● Task brief
Extract every line in the listing below that contains the string "sticks".

● Collection entries
┌────────

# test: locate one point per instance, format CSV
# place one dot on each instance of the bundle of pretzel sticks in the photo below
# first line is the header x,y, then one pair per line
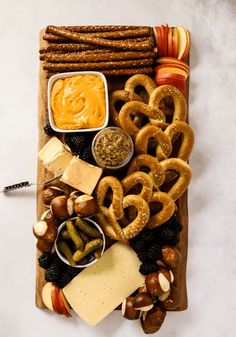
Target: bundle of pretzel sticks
x,y
113,50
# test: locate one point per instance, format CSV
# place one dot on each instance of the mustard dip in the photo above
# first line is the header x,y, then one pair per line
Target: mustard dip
x,y
78,102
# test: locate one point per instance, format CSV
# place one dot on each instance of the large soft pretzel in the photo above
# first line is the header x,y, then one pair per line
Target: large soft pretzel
x,y
140,178
180,106
187,140
117,194
184,172
147,161
137,108
168,208
121,96
151,131
140,80
143,214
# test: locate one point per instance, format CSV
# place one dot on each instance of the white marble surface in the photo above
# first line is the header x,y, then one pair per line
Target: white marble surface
x,y
212,197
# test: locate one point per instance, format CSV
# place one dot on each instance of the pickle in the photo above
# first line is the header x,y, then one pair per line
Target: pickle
x,y
65,249
87,229
75,237
84,237
64,235
89,247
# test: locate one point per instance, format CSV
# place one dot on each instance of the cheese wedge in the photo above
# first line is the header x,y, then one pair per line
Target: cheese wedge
x,y
99,289
55,156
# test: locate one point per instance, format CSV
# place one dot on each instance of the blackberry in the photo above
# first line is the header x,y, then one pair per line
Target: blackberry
x,y
76,143
49,130
142,256
52,273
87,155
45,260
154,253
148,268
72,270
63,280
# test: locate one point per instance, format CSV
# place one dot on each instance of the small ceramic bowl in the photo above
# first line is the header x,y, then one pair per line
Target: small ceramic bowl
x,y
93,259
56,77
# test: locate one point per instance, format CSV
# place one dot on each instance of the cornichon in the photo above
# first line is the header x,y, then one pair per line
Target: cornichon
x,y
87,229
75,237
89,247
65,249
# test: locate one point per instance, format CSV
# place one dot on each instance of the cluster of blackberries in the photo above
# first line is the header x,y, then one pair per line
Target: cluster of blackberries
x,y
57,271
80,145
148,244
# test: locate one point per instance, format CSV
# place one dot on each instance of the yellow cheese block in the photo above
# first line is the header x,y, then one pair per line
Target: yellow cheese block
x,y
99,289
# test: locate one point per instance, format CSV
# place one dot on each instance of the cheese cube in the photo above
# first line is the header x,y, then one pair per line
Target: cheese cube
x,y
55,156
81,175
100,288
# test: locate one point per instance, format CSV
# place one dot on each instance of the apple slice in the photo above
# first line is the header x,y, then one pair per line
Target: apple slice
x,y
167,60
170,44
187,50
46,295
175,39
173,70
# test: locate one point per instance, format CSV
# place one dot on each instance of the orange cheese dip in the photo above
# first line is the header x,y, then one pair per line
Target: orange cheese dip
x,y
78,102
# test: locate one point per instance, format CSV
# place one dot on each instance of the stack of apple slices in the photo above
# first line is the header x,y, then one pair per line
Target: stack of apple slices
x,y
172,42
171,71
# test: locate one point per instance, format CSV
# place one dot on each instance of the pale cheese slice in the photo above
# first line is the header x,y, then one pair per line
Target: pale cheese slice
x,y
55,156
99,289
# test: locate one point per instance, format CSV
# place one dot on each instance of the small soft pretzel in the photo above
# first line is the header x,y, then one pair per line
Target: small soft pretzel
x,y
180,106
140,80
123,96
179,127
156,170
141,178
117,197
151,131
142,216
168,208
109,224
137,108
185,174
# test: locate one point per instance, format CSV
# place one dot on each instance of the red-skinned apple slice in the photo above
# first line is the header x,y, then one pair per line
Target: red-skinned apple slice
x,y
170,44
186,52
164,34
173,70
64,306
167,60
175,38
182,42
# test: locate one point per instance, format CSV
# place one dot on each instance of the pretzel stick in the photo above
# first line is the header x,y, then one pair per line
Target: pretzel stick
x,y
103,28
93,57
119,72
78,37
97,65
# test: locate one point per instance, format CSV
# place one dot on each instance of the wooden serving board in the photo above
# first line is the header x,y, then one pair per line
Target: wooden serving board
x,y
114,83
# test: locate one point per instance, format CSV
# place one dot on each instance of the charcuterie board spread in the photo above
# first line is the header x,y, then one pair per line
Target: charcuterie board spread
x,y
113,172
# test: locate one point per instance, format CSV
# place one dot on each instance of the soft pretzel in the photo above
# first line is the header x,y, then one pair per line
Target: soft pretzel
x,y
140,80
179,127
180,106
121,96
151,131
156,170
106,219
143,214
117,194
141,178
137,108
168,208
185,174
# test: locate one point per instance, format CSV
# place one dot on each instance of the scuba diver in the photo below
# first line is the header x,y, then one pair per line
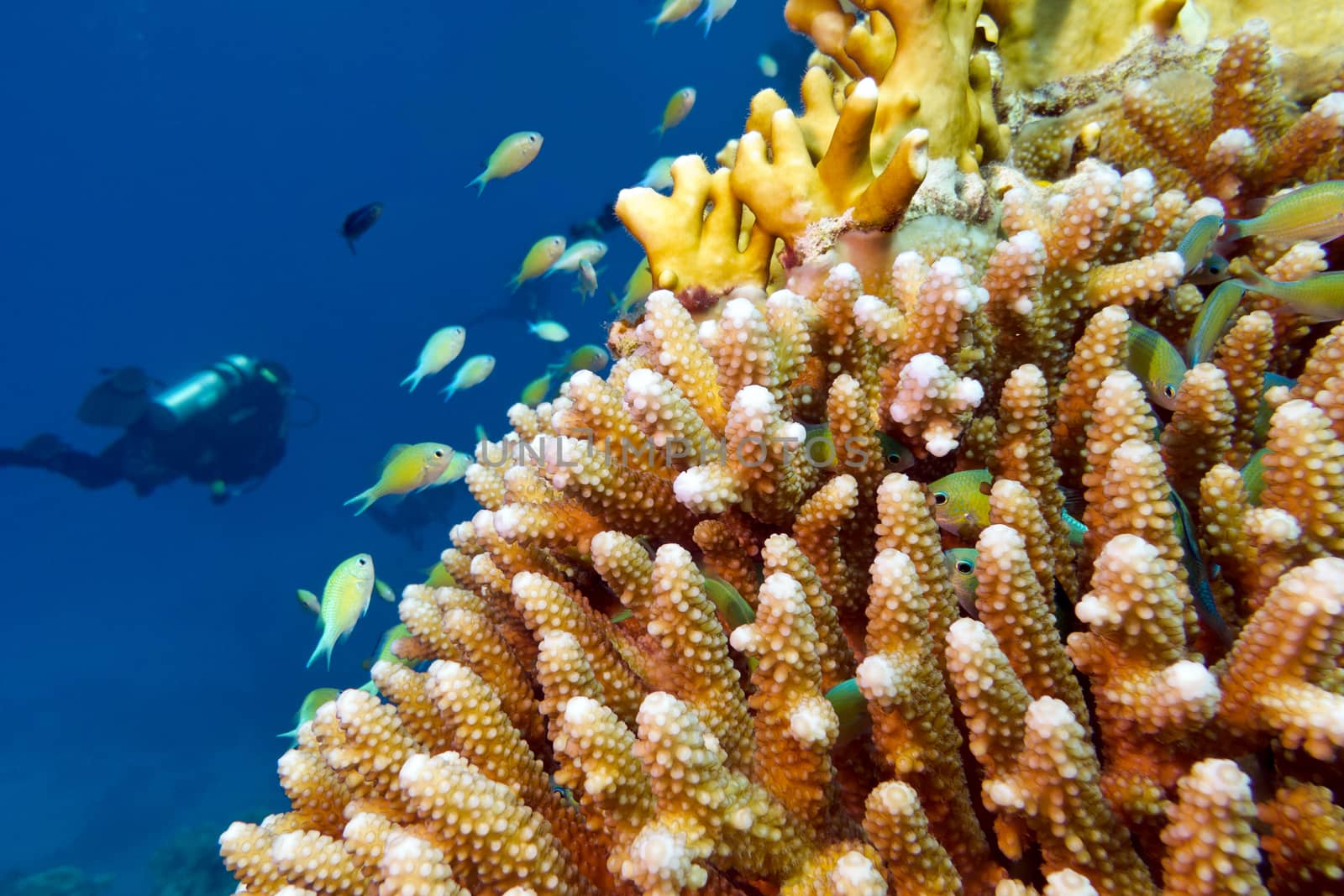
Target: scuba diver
x,y
223,426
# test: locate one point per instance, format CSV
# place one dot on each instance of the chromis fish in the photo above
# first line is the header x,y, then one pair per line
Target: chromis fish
x,y
679,107
383,652
308,708
407,469
585,358
1253,476
456,469
349,587
588,281
714,11
672,11
659,175
1156,363
638,288
512,155
549,331
961,503
584,250
472,372
961,573
1194,246
1319,296
358,223
1314,212
440,351
539,259
535,391
1213,320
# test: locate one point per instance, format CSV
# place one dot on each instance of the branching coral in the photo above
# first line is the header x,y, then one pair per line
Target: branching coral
x,y
790,705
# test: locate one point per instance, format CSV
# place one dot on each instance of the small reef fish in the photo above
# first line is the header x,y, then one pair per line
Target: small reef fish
x,y
1253,476
537,391
407,469
358,223
588,281
714,11
659,176
514,154
539,259
550,331
440,351
308,708
1211,322
1194,246
638,288
472,372
349,587
679,107
383,652
672,11
961,503
584,250
1320,296
456,469
585,358
961,573
1314,212
1156,363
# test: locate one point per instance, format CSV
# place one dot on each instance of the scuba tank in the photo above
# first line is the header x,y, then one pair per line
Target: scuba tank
x,y
201,392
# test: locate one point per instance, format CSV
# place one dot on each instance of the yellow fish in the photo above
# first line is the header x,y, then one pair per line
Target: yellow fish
x,y
539,258
659,176
440,351
344,600
535,391
549,331
584,250
407,469
676,110
1156,363
1314,212
514,154
472,372
674,11
588,281
961,503
585,358
308,708
456,469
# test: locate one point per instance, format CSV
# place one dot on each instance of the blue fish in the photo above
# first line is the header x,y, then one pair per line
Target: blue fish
x,y
358,223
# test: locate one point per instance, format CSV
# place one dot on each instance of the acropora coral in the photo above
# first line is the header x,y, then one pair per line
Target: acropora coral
x,y
795,701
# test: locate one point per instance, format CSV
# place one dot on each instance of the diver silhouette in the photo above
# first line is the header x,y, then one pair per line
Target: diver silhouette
x,y
223,426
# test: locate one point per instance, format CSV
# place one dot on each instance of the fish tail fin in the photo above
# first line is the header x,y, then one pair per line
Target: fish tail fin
x,y
324,645
367,497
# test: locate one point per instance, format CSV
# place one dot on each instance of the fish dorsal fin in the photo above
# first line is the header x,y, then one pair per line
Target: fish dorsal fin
x,y
391,453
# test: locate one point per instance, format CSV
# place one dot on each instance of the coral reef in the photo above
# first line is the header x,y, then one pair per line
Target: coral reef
x,y
703,636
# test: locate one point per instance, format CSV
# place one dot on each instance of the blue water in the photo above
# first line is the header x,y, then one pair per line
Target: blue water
x,y
175,177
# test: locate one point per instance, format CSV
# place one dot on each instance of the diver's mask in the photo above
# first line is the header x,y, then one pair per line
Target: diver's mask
x,y
205,390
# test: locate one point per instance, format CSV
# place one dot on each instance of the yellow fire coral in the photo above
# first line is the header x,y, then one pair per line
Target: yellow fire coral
x,y
806,696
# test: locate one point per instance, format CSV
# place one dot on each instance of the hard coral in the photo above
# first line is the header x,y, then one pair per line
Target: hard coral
x,y
800,700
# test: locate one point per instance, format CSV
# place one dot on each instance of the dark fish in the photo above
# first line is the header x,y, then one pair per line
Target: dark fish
x,y
358,223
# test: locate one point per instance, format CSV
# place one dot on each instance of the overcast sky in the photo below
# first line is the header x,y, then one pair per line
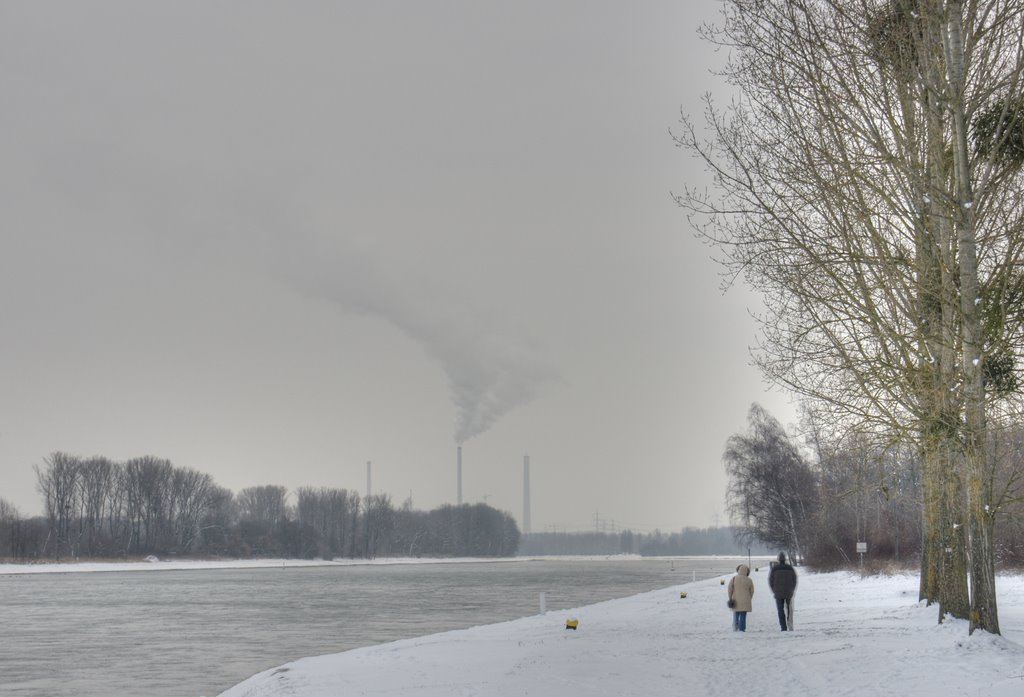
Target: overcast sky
x,y
273,241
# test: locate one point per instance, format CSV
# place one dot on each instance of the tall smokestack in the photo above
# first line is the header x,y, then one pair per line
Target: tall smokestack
x,y
525,494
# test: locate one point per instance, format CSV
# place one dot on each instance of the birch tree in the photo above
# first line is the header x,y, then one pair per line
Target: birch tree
x,y
849,192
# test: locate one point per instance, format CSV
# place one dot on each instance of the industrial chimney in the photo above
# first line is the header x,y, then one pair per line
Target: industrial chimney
x,y
459,475
525,494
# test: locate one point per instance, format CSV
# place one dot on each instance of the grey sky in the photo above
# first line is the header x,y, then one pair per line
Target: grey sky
x,y
272,241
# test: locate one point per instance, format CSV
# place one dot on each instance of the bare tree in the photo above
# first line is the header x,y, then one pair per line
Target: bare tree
x,y
850,195
772,491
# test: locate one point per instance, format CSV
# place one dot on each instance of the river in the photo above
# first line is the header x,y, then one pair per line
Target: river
x,y
197,633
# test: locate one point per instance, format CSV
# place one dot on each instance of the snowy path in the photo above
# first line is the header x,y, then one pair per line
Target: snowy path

└────────

● Written response
# place one dot on each instance of the bundle of pretzel sticks in the photo below
Target: bundle of pretzel sticks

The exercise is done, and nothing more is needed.